Cosa fare:
Nel brano sul lavoro astratto, riscrivi tutto ciò che va da "Per questo motivo" fino a "volume del Capitale.", rinominando "Movimento Socialista Mondiale" in "Partito Socialista Mondiale".

*** Brano estratto ***

Marx nella prefazione alla prima edizione del Capitale (Volume I, 1867) ammette che

“la comprensione … della sezione che comprende l’analisi della merce (presenta)… la difficoltà maggiore…”

Data l’importanza del concetto del lavoro astratto per la lotta di classe come sottolineato da Carchedi, molti sono stati i tentativi da parte dell’economia politica borghese di screditarlo, indebolendo così le fondamenta teoriche su cui si basa la lotta socialista.

Per questo motivo il Movimento Socialista Mondiale ripropone il concetto di lavoro astratto così come presentato da Marx nel primo capitolo del primo volume del Capitale.

Seguiamo quindi il ragionamento di Marx:

“La merce … è un oggetto … che … soddisfa bisogni umani di qualunque specie. ... L’utilità di una cosa fa che essa abbia un valore d’uso. Ma questa utilità non è campata in aria, è una determinazione della qualità del corpo di una merce e non esiste senza di esso.”

p.es. un sedia serve per sedersi (il suo uso è quello di fornire un posto a sedere), una mela serve per nutrirsi (il suo uso è quello di nutrire).

“I valori d’uso formano il contenuto materiale della ricchezza, qualunque sia la sua forma sociale. Nella forma di società, che noi dobbiamo esaminare (n.d.a quella capitalista) essi sono nello stesso tempo i depositari materiali del valore di scambio.”

p.es una sedia o una mela servono da sedia o da mela sia che siamo in un sistema feudale sia che siamo in un sistema mercantile o capitalista. Ma sul mercato se si vuol scambiare tale sedia ci vorranno diversi chili di mele per ottenere uno scambio equo.

Se il valore d’uso rappresenta la qualità della merce

“il valore di scambio si mostra dapprima come il rapporto quantitativo, come la proporzione nella quale valori d’uso di un tipo si scambiano con valori d’uso d’altro tipo, e tale rapporto muta in continuazione coi tempi e con i luoghi”

*** Dati forniti ***

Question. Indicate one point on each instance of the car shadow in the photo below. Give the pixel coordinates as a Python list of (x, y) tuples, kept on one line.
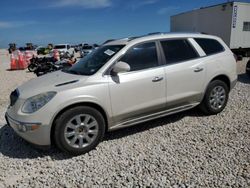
[(12, 146), (244, 78)]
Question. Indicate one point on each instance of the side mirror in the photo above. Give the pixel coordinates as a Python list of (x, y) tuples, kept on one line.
[(121, 67)]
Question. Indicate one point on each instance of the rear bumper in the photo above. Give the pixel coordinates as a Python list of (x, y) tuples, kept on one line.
[(39, 137)]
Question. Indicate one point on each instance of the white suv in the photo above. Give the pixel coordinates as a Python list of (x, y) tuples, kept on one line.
[(123, 83), (65, 48)]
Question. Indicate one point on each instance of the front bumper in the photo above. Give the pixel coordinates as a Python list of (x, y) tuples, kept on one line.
[(39, 136)]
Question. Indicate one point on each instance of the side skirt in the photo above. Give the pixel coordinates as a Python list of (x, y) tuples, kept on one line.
[(152, 116)]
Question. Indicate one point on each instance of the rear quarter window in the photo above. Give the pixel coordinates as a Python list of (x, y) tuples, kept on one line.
[(210, 46)]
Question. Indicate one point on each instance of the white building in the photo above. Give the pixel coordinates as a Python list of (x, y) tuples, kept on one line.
[(230, 21)]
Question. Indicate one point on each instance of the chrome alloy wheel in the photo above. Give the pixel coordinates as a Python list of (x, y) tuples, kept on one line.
[(81, 131), (217, 97)]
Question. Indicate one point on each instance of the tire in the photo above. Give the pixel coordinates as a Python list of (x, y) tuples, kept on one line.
[(32, 67), (216, 97), (79, 130)]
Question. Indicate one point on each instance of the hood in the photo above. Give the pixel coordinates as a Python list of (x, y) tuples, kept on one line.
[(55, 81)]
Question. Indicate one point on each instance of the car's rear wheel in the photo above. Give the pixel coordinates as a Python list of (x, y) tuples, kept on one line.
[(216, 97), (79, 130)]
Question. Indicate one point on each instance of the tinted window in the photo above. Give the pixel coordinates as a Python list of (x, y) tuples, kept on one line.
[(246, 26), (178, 50), (142, 56), (210, 46), (91, 63), (59, 47)]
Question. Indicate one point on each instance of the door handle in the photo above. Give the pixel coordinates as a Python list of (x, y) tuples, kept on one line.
[(198, 69), (157, 79)]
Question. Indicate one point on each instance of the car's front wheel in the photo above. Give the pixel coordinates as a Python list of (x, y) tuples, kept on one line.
[(79, 130), (216, 97)]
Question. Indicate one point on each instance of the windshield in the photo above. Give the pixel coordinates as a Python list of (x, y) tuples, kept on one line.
[(91, 63), (87, 47), (60, 47)]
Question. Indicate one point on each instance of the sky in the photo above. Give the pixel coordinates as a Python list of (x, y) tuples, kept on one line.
[(87, 21)]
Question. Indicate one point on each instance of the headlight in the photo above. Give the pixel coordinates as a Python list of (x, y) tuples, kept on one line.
[(33, 104)]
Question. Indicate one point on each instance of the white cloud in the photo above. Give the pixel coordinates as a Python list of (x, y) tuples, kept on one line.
[(83, 3), (167, 10), (15, 24), (136, 5)]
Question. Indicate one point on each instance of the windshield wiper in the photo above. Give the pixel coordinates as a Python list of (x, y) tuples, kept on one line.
[(72, 72)]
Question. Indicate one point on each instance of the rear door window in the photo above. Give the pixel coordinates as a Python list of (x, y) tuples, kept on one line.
[(142, 56), (178, 50), (210, 46)]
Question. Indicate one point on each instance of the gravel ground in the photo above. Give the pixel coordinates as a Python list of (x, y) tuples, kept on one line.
[(183, 150)]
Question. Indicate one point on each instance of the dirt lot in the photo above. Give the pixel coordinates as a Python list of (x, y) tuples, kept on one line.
[(182, 150)]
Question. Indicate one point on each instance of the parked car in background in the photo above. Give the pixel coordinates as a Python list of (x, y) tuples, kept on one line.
[(86, 49), (248, 68), (64, 48), (42, 50), (12, 47), (120, 84)]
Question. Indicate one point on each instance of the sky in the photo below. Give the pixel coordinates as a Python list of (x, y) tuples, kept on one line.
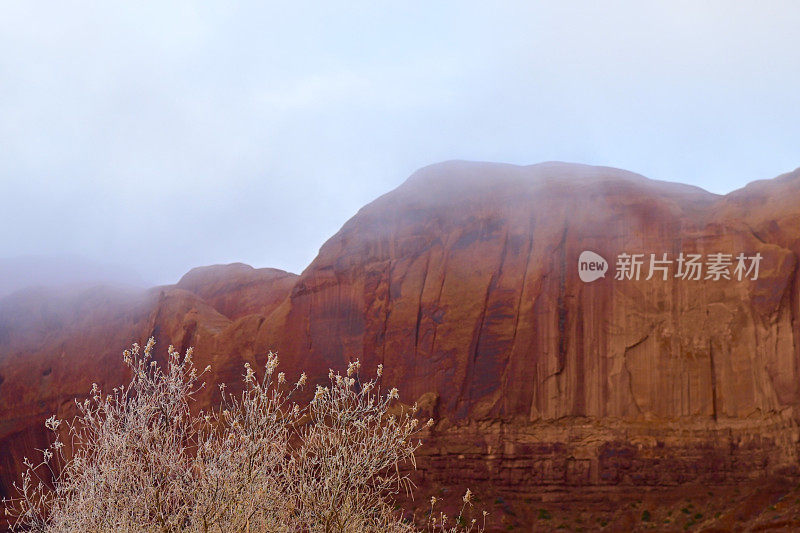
[(153, 137)]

***

Esercizio svolto:
Per questo motivo il Partito Socialista Mondiale ripropone il concetto di lavoro astratto così come presentato da Marx nel primo capitolo del primo volume del Capitale.